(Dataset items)
## START

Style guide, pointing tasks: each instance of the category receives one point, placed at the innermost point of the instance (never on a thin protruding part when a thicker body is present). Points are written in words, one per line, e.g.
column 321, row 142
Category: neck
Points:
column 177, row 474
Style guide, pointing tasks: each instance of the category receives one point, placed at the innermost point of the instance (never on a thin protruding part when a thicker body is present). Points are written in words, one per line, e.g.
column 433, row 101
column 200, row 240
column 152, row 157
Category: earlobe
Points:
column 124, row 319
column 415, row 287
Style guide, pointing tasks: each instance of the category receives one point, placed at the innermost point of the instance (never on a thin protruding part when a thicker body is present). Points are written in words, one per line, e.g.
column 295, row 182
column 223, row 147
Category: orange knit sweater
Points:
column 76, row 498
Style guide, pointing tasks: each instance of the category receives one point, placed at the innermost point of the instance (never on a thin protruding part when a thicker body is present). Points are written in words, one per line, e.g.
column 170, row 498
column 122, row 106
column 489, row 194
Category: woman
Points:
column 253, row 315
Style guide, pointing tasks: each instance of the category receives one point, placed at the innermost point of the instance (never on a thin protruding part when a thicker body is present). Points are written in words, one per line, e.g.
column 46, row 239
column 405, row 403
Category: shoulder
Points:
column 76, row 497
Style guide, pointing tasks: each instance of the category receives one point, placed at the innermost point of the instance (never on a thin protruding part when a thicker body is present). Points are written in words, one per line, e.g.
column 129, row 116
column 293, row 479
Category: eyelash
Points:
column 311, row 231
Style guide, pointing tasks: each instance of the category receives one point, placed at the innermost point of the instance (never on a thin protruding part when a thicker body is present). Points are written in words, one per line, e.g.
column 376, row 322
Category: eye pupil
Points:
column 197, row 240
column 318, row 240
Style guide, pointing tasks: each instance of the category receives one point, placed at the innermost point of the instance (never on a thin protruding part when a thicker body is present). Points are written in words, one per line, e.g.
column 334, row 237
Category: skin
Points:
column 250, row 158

## END

> _Directions for this task_
Retype all of the records above word for word, with every line kept as it appears.

> _Complete output_
Style guide, pointing tasks: each instance of the category receives one point, placed at the innermost point of the instance (never on a thin protruding part when a thicker body is present). Points are written in words, one per line, e.g.
column 321, row 142
Category: neck
Points:
column 177, row 474
Style guide, pointing tasks: each instance of the category receives one point, placed at the innermost point of the instance (never on a thin protruding part when a thicker body is present). Points are written in words, one per line, e.g.
column 433, row 101
column 200, row 240
column 152, row 157
Category: earlobe
Points:
column 124, row 319
column 415, row 287
Style guide, pointing tasks: each instance of the category receives one point, placed at the innermost point of the instance (never on a thin protruding part when a thicker body is present). Points are written in words, one per line, e.g.
column 295, row 182
column 223, row 147
Category: orange knit sweater
Points:
column 76, row 498
Style guide, pointing tasks: each instance of the category receives one point, placed at the innermost point of the instance (never on a thin protruding part when a thicker body is present). Points are written in words, one per line, e.g.
column 170, row 498
column 122, row 106
column 489, row 194
Category: woman
Points:
column 253, row 315
Style guide, pointing tasks: each instance of the category receives one point, placed at the innermost point of the instance (never on a thin protruding part when a thicker body is present). Points are written in words, one per line, e.g.
column 46, row 239
column 405, row 403
Category: shoulder
Points:
column 76, row 497
Style guide, pointing tasks: each instance of the category receives one point, placed at the innermost point of the instance (never on a thin protruding part when a thicker body is present). Points are written in words, one per line, e.g.
column 129, row 116
column 293, row 479
Category: eyelash
Points:
column 311, row 231
Style guide, pointing tasks: each instance of the category receives one point, placed at the innermost point of the instance (never on a thin protruding part when a thicker body is present). Points are written in words, one per line, e.g.
column 376, row 322
Category: eye pupil
Points:
column 197, row 240
column 318, row 240
Style guide, pointing tasks: each instance of the category receives one point, placed at the innermost point of the instance (never on a thin protruding part when a thicker body is present). Points are written in words, one per line, e.g.
column 334, row 237
Category: skin
Points:
column 250, row 158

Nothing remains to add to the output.